[Quoted text]
+===+
# Everglades backcountry report, 29 November



## DBStoots (Jul 9, 2011)

Awesome report Bob! Sawfish are so cool! Hope you had a terrific Thanksgiving.


----------



## Shadowcast (Feb 26, 2008)

I love seeing pics of sawfish!


----------



## permitchaser (Aug 26, 2013)

I saw a cable show with Jeremy Wade Monster fish He was trying to catch his first Sawfish in Australia it took the hole show to catch one with a lot of talk about how dangerous they are. But I have seen them here also in shallow water


----------



## billhempel (Oct 9, 2008)

Bob old friend. That was an amazing day, no question about it. I don't think most people have an idea of the likelyhood of that NEVER happening to them. Folks, Bob is probably one of the most hard working and dedicated guides I know. He does what he says, no more no less. 
As an aside. I have a 33" x 9" Largetooth Sawfish bill in my possesion that was caught by someone a long, long time ago. Would like to know the approximate size fish that came from. Trying to figure out how I want to mount that too.


----------



## cutrunner (Jun 8, 2010)

Nice! 
Can't believe you let the cobe go.. lol


----------



## lemaymiami (Feb 9, 2007)

Item number one.... many of my anglers are staying in a motel when they fish with me so the release was a natural.... Every day I ask my anglers "Are we catching and releasing or are we bringing home a few". The anglers make the decision, not me....


Bill, if you have a sawfish bill you might want to dispose of it... Now that they're on the endangered species list you can't even have a relic in your possession (more than one waterman has gotten serious hassle over having a turtle shell or other trophy from years and years ago....).


----------
+===+
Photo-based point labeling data
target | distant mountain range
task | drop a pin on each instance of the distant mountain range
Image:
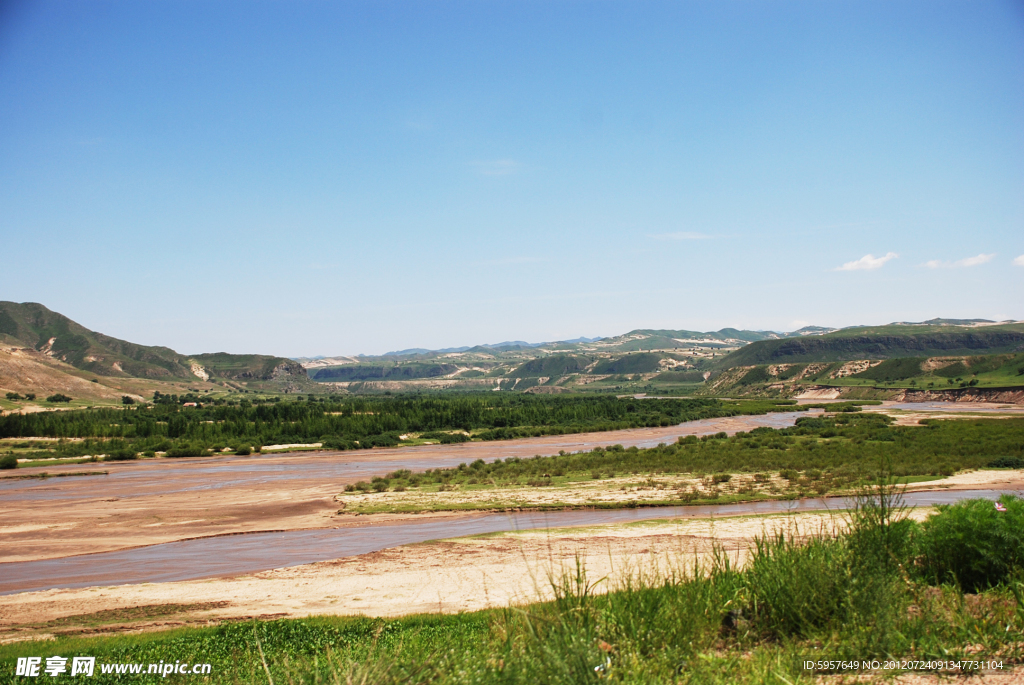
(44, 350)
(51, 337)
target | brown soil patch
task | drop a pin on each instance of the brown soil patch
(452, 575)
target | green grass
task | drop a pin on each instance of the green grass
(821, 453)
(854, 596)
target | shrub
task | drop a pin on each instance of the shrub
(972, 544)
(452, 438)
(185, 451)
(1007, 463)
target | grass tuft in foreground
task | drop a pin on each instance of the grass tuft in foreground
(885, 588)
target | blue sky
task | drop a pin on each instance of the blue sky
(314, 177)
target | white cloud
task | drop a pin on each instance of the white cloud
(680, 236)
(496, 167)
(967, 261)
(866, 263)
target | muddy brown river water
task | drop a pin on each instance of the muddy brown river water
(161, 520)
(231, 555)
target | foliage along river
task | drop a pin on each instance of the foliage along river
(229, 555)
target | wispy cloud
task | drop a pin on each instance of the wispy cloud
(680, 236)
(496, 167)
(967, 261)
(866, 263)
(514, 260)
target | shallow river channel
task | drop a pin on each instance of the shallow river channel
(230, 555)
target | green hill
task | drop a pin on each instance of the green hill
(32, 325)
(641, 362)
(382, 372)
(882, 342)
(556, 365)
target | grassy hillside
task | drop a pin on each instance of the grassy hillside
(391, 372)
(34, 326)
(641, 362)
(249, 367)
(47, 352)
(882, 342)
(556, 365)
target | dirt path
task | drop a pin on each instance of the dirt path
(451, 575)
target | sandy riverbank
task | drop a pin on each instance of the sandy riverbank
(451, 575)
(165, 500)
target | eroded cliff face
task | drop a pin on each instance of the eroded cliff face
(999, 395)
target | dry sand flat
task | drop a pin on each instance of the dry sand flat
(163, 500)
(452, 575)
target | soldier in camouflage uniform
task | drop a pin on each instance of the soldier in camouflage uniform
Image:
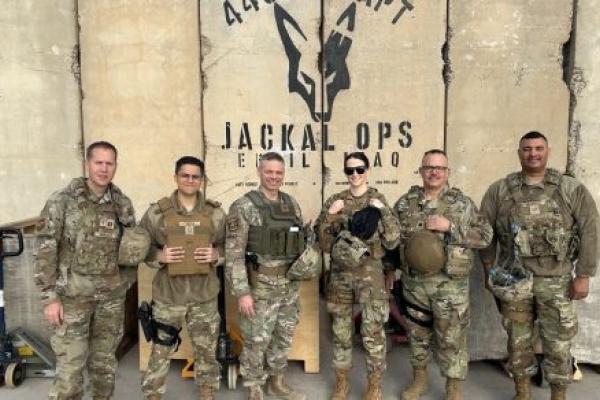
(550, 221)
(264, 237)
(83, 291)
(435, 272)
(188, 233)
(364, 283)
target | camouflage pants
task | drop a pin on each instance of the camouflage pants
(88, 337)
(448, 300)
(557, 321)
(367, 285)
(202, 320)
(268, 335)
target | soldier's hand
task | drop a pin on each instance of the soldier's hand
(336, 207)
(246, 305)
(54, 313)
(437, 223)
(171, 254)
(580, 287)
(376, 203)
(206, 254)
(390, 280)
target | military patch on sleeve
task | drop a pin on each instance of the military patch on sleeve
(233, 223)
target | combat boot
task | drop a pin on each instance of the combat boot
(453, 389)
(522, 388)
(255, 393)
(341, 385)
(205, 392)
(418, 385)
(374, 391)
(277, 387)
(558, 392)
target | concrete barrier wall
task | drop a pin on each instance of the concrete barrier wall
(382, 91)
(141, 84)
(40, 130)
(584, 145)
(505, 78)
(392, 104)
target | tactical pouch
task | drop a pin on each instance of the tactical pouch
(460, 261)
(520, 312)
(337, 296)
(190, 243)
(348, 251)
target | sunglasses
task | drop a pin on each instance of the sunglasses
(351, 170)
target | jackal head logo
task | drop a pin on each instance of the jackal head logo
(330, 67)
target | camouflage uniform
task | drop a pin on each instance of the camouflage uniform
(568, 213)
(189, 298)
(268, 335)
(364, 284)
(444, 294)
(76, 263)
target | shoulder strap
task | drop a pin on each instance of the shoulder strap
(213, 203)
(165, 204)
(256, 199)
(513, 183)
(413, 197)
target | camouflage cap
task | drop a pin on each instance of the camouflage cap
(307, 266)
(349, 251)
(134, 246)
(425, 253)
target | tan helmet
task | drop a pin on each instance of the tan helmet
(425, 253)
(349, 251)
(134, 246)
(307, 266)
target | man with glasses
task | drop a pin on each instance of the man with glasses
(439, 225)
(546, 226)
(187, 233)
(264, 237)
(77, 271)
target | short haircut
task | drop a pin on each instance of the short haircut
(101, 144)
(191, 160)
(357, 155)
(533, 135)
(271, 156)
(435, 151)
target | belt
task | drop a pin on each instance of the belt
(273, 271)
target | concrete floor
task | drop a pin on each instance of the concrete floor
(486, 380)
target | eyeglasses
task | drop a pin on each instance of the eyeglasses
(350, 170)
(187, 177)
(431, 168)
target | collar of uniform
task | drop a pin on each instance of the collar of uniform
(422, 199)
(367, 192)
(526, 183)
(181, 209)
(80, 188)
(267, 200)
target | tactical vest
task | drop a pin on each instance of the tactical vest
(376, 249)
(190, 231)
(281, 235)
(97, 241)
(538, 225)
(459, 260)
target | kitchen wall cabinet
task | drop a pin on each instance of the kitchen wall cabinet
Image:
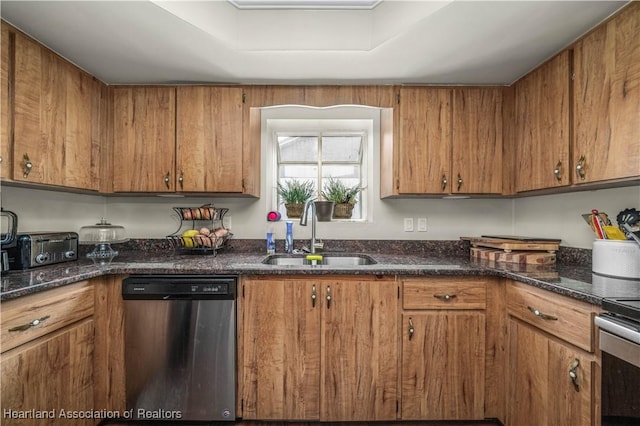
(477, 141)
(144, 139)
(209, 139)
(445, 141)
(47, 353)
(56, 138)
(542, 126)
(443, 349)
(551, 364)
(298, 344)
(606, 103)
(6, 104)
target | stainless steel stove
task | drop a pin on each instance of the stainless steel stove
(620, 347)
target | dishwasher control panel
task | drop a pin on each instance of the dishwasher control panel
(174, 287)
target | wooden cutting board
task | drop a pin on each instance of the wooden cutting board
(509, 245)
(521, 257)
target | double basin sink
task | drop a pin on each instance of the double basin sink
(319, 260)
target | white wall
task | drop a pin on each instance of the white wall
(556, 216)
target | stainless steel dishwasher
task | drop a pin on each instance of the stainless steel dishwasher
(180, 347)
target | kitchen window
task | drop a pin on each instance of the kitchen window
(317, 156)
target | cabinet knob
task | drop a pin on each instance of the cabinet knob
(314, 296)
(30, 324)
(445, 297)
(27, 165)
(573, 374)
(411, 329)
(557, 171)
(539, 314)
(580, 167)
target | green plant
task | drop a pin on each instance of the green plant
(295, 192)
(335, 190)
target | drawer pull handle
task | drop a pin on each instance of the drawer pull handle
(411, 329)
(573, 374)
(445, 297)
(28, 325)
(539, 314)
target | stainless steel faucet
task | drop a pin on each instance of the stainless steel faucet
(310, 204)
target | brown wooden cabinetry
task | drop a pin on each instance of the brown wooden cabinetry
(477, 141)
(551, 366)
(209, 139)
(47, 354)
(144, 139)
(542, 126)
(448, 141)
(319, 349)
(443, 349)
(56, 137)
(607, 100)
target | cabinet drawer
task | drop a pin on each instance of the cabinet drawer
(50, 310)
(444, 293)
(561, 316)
+===+
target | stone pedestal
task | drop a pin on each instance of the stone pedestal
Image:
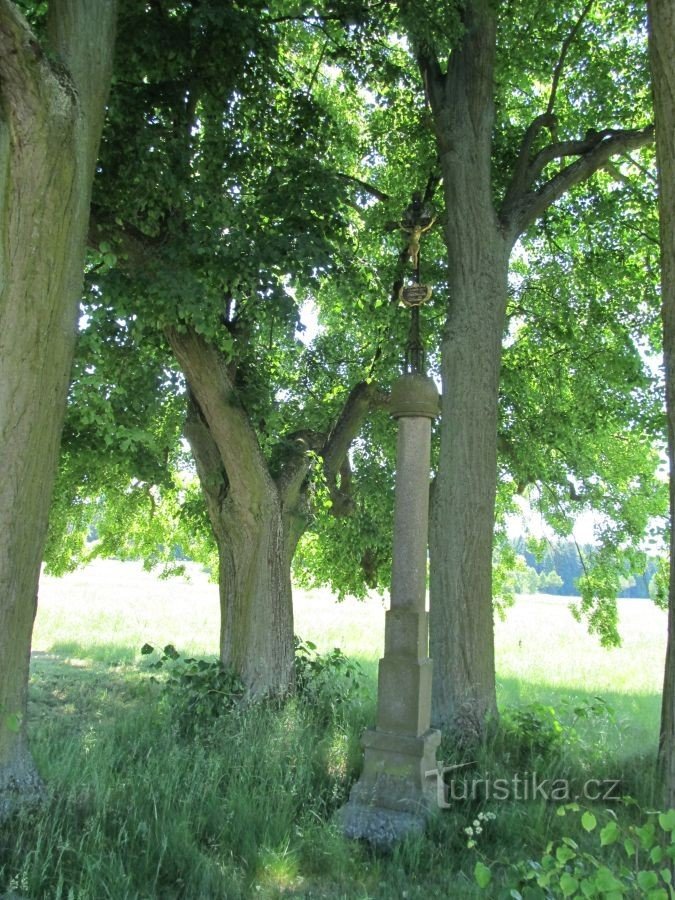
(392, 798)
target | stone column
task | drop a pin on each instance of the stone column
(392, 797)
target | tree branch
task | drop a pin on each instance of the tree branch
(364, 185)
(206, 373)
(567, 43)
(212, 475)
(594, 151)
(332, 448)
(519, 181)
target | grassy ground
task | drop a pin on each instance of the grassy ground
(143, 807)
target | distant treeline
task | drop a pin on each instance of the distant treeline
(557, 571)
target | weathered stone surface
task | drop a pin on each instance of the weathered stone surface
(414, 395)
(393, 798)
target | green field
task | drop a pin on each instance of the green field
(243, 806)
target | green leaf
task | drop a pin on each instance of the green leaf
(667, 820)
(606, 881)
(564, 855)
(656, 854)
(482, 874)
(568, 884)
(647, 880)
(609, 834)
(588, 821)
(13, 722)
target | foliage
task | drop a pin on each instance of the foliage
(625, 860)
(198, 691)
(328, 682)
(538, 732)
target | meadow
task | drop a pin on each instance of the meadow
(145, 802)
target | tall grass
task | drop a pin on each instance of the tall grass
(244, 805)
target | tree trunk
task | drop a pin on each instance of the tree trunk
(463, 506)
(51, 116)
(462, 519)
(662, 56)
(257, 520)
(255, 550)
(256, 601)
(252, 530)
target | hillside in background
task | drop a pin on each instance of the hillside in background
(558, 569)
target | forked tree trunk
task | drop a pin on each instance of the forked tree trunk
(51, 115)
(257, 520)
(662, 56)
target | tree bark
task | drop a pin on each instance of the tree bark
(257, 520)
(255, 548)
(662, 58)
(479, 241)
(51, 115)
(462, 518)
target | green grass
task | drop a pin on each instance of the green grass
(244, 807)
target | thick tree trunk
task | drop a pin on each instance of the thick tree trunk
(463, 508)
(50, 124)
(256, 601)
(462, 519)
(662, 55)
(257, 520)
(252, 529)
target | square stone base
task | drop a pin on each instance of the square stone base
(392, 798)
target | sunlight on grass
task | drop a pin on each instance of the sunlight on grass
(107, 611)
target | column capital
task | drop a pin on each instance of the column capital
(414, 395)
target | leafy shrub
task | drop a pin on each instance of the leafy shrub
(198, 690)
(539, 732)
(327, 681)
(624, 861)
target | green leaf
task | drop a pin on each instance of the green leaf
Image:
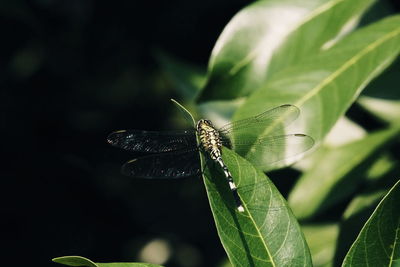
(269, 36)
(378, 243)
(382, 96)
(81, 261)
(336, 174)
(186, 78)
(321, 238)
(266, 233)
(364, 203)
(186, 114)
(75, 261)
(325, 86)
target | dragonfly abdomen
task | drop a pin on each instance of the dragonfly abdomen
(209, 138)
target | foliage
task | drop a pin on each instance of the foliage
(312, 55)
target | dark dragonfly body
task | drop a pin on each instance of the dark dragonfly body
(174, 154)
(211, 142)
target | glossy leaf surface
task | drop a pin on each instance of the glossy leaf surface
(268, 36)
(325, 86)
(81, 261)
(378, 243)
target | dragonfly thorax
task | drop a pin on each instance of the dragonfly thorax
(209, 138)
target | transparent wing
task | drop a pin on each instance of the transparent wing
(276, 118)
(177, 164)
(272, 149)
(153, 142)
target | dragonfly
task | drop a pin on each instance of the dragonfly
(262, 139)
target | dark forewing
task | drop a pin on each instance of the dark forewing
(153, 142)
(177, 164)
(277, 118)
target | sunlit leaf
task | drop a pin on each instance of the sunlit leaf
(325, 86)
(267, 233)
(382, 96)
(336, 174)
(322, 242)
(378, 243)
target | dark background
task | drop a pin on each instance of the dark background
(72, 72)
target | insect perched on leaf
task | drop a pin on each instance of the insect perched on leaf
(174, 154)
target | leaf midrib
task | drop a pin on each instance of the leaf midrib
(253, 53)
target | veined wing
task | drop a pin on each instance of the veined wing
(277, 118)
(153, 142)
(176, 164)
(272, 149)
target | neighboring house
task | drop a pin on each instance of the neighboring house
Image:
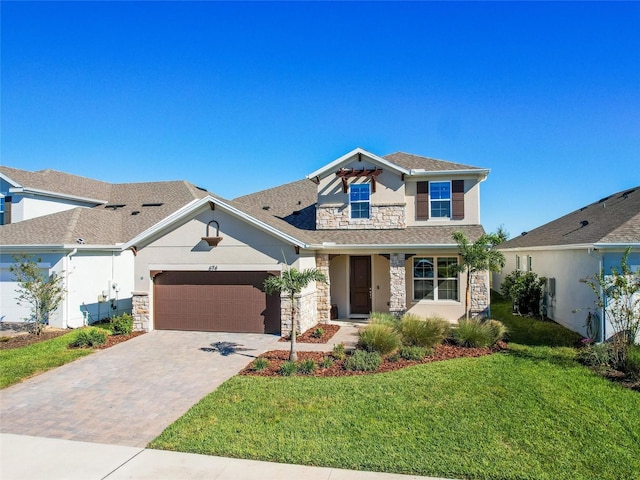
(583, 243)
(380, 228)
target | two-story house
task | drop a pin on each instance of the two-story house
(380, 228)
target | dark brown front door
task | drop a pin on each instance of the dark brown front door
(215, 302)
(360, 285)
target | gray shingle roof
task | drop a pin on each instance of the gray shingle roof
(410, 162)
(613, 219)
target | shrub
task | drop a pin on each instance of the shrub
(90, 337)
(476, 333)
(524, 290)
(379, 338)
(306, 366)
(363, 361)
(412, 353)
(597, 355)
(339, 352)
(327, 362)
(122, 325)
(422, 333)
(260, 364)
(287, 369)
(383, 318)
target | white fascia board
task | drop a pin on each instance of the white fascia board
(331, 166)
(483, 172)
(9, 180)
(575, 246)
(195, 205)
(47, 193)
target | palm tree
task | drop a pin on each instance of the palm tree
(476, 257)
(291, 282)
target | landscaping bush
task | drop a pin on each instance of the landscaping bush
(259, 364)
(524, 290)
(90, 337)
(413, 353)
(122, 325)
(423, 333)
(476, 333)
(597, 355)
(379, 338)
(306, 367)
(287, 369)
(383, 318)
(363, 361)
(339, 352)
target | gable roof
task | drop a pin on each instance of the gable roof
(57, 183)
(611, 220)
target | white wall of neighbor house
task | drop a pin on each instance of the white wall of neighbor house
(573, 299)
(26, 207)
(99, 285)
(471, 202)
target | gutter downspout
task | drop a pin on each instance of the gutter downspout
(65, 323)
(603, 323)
+===+
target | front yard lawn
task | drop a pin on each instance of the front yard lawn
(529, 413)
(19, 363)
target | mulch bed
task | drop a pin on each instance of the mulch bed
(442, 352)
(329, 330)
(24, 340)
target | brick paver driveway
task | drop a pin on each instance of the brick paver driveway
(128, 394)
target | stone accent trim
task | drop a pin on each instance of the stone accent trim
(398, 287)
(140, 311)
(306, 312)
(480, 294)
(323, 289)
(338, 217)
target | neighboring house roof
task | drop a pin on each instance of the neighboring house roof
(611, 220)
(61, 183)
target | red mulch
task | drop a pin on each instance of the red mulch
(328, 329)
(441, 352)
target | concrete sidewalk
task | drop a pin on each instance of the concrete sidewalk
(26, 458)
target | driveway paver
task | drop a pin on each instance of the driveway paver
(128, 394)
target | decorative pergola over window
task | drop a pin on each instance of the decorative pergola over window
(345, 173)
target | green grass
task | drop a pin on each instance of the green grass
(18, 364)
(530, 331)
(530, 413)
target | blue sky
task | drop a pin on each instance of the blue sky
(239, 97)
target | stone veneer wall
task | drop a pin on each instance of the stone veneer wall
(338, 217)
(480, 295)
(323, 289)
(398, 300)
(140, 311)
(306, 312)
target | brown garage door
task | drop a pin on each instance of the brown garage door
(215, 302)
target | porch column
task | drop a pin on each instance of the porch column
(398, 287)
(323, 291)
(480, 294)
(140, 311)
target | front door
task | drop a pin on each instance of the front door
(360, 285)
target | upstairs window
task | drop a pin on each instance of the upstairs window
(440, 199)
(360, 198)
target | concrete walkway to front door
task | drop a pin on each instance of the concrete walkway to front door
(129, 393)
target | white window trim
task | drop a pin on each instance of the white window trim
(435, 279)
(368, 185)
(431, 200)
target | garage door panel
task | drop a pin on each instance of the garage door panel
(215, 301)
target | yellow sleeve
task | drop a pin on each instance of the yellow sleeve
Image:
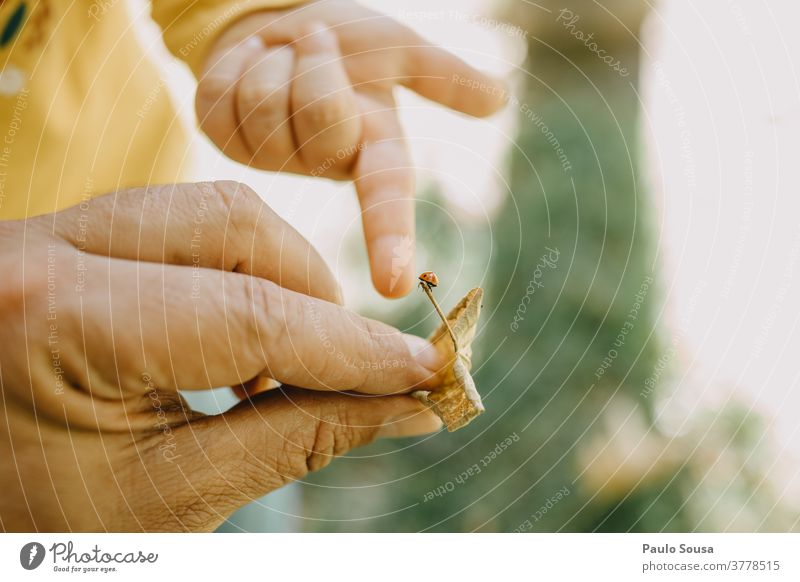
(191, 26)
+===+
[Required work]
**a.** In the forum thread about the Everglades backcountry report, what size does billhempel give for the Largetooth Sawfish bill he owns?
**b.** How many lines in the records contain the string "board"? Reply with the number only.

[Task-by-task outputs]
**a.** 33" x 9"

**b.** 4